• **Written exercise**
Will you quote only the lines starting at the one that contains "Q: Mark a point on every instance of the door frame" and ending with the last line of the listing below, inclusive?

+---+

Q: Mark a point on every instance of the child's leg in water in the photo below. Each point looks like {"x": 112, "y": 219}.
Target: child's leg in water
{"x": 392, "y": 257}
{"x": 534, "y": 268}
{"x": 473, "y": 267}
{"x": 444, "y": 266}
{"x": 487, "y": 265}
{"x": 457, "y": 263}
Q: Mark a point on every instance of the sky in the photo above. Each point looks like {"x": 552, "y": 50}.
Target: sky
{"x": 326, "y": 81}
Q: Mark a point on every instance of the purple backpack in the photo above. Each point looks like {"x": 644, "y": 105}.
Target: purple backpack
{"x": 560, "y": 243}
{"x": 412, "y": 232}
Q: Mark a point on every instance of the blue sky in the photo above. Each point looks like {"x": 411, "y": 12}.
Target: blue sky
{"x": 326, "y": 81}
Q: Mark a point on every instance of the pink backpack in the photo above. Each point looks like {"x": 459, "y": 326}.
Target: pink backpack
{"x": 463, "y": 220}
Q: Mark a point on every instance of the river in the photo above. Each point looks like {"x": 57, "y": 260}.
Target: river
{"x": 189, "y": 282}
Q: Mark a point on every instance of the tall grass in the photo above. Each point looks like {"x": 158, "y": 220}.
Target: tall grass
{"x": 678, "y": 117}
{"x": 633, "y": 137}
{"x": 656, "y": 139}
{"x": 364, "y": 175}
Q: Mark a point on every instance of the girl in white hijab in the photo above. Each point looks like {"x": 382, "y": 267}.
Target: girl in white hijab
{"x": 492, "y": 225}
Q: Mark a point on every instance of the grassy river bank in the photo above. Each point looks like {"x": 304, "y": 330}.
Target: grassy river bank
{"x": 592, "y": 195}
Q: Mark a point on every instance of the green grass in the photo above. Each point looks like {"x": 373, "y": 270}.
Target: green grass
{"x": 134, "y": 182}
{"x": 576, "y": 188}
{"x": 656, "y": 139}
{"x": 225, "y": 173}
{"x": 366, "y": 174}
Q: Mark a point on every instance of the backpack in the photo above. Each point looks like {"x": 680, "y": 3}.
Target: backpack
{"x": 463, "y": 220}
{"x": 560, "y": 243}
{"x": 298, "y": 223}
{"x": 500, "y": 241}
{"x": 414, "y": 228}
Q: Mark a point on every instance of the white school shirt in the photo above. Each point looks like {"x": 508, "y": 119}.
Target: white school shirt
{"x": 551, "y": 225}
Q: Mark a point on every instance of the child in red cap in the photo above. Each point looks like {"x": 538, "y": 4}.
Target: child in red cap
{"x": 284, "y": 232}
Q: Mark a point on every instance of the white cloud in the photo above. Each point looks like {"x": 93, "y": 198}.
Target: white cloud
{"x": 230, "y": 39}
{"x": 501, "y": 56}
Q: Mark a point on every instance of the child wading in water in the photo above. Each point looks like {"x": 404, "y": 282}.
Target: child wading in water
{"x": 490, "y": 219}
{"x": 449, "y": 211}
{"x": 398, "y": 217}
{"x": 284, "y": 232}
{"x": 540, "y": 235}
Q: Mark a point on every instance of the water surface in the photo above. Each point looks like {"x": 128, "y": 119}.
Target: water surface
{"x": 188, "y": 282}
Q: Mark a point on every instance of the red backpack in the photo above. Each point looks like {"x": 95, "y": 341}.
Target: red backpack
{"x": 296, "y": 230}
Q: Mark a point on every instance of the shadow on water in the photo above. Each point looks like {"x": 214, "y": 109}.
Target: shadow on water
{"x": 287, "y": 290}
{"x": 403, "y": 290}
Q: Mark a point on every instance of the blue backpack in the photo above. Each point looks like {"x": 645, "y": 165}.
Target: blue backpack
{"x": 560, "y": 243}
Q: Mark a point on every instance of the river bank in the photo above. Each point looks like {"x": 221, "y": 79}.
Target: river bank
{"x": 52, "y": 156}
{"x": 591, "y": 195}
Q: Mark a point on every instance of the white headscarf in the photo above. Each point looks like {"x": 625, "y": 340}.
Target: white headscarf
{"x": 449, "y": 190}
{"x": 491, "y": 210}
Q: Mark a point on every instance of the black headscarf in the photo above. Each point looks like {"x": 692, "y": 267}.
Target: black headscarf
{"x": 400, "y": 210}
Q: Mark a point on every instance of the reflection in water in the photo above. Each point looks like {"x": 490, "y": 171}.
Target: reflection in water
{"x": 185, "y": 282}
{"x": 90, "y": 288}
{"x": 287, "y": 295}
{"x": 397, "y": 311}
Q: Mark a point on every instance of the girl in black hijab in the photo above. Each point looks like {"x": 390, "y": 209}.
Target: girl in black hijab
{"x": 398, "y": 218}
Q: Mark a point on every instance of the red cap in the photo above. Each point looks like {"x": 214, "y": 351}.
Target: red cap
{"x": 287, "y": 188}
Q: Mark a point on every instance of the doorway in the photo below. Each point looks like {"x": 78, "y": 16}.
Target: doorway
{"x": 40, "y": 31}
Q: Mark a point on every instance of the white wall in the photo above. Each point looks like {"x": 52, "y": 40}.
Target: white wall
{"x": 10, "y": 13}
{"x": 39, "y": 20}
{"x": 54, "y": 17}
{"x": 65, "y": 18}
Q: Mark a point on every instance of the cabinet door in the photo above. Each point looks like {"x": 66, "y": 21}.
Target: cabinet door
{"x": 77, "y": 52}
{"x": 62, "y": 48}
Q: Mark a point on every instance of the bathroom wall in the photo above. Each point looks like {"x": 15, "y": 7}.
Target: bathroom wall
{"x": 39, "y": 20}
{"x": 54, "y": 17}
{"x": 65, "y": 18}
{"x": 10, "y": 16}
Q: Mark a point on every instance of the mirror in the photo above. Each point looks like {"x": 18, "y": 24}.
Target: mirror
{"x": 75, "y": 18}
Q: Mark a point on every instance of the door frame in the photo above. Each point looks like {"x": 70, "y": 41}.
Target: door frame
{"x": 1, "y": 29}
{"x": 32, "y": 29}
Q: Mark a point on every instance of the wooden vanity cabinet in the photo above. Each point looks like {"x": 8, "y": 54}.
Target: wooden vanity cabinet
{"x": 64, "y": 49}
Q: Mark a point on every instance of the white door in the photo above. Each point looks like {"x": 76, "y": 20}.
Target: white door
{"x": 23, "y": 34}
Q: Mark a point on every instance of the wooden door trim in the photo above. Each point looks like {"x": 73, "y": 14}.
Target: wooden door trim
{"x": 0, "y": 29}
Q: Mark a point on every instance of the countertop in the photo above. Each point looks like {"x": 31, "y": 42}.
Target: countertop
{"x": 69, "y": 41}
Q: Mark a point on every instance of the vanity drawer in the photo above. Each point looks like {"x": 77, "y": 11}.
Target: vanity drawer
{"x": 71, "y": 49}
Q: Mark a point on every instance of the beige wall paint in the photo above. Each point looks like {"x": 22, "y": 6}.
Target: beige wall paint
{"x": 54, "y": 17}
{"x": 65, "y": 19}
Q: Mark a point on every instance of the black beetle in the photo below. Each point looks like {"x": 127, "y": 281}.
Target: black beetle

+---+

• **In response**
Q: Mark a point on every instance of the door frame in the photo above. Each point looks like {"x": 70, "y": 41}.
Target: door frame
{"x": 1, "y": 29}
{"x": 32, "y": 29}
Q: Mark a point on every instance of the wooden vanity cabinet in the photo above. Each point looks like {"x": 8, "y": 54}.
Target: wooden vanity cabinet
{"x": 64, "y": 49}
Q: Mark a point on every instance of the white door in the photo above. Each point looks like {"x": 76, "y": 20}.
Target: white door
{"x": 23, "y": 34}
Q: Mark a point on every instance of the wooden door trim in the photo above. Each point looks like {"x": 73, "y": 14}.
Target: wooden door trim
{"x": 0, "y": 29}
Q: Mark a point on every instance of the countertop in the photo above. Each point looks like {"x": 31, "y": 42}.
Target: countertop
{"x": 69, "y": 41}
Q: Mark a point on every instance of the vanity drawer in the photo above. Each point looks like {"x": 77, "y": 11}.
Target: vanity drawer
{"x": 71, "y": 49}
Q: Mark a point on every instance of the beige wall paint in the photo above. Each point looks like {"x": 22, "y": 6}.
Target: beige wall paint
{"x": 54, "y": 17}
{"x": 65, "y": 19}
Q: Mark a point on every instance of the black beetle in the photo below. Each point looks like {"x": 127, "y": 281}.
Target: black beetle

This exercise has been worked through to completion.